* _The problem_: Reproduce the data below with every "marker" swapped for "point", leaving all other text unchanged.

* _Material to process_:
==============================
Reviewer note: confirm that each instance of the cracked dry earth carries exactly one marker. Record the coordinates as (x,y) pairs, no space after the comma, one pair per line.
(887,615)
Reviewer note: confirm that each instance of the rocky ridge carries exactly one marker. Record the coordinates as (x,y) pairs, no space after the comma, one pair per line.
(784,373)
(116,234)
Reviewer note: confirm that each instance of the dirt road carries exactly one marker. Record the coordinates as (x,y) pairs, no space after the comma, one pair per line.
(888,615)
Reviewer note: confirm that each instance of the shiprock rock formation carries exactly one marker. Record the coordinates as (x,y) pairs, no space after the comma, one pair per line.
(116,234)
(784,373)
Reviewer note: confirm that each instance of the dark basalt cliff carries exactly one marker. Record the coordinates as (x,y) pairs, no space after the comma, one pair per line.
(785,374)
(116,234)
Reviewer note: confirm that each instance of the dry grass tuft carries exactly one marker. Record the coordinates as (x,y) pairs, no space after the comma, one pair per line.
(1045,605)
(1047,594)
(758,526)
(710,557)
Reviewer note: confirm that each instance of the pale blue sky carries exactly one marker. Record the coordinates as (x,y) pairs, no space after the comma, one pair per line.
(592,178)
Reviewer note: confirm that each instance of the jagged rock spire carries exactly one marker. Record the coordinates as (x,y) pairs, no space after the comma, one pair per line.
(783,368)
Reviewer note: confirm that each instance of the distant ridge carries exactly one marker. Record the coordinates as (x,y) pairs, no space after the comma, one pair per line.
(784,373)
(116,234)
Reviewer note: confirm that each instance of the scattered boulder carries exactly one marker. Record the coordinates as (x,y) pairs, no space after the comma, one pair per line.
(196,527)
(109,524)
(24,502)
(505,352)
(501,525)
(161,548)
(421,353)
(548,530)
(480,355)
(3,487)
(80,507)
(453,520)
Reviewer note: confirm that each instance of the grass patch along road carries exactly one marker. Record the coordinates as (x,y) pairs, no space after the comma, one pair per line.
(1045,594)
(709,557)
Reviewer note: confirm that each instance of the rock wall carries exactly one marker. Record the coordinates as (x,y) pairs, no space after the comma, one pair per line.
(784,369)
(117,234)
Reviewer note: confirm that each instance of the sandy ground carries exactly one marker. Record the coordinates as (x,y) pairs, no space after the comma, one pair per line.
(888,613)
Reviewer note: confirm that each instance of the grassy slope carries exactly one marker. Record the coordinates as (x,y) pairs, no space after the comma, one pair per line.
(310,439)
==============================
* _The result_:
Reviewer note: confirm that each instance of the cracked dry earth carries exactly one point. Record the coordinates as (x,y) pairs, no space after the comma, one pair per line.
(887,615)
Reviewer note: confirm that each instance of the rocky ridge carries exactly one point. Record the coordinates as (x,y) pairs, no space after the comma, one pair per line.
(784,373)
(116,234)
Reviewer note: confirm that each instance of the dirt road carries exactly one point. Record the coordinates as (x,y) pairs, no space after the comma, one pair per line.
(888,615)
Reviewer note: confirm that each instance of the shiprock rock formation carries exactly one point. Record the coordinates as (x,y) pairs, no space after the comma, one pair per line.
(116,234)
(784,373)
Reviewer note: confirm that each instance of the dark basalt cliff carries exactly one point. Record the coordinates as (x,y) pairs, no space after the comma, one pair per line.
(785,374)
(116,234)
Reviewer note: confirm that each instance of the dry grass tuft carries exactly one point. Record the coordinates as (x,y) pairs, no space after the comma, one pair per line.
(1045,605)
(1047,594)
(758,526)
(710,557)
Reviewer note: confirm that each instance of the pale blue sky carries exactly one point. Record the coordinates as (x,y) pairs, no space after the comma, one pair per line.
(592,178)
Reviewer note: confirm that each instance of the jagged rock spire carries exactly one point. Record the coordinates as (x,y) pairs, no space after the comma, one pair per line.
(783,368)
Reviewer note: confirm that each instance of the distant ridge carries exactly one point. Record the coordinates as (x,y) pairs, no space after the comma, one pair per line.
(784,373)
(116,234)
Reviewer note: confirm that each instance of the scattered boulder carries exactly one point. Record the coordinates as (x,y) pairs, no space after the comma, one pair per line.
(196,527)
(109,524)
(24,502)
(505,352)
(501,525)
(161,548)
(421,353)
(548,530)
(480,355)
(3,487)
(80,507)
(453,520)
Reviewer note: confirm that each instance of the grass patch along road carries exactly one point. Record the coordinates as (x,y) pairs, no space after the comma, one pair per line.
(1045,594)
(709,557)
Reviewer note: confirm that each instance of the rock wall carries exactly one point. Record the coordinates as (x,y) pairs, no space after the comma, one pair per line.
(784,369)
(117,234)
Reviewer note: confirm that each instance of the sandy ground carries exactly one point. Record the coordinates as (x,y) pairs, no space after the comma, one pair per line.
(888,613)
Reviewer note: confirm that each instance of the grassy slope carries exactly one point. Record the coordinates as (x,y) pairs, no space after the comma, one pair per line.
(310,439)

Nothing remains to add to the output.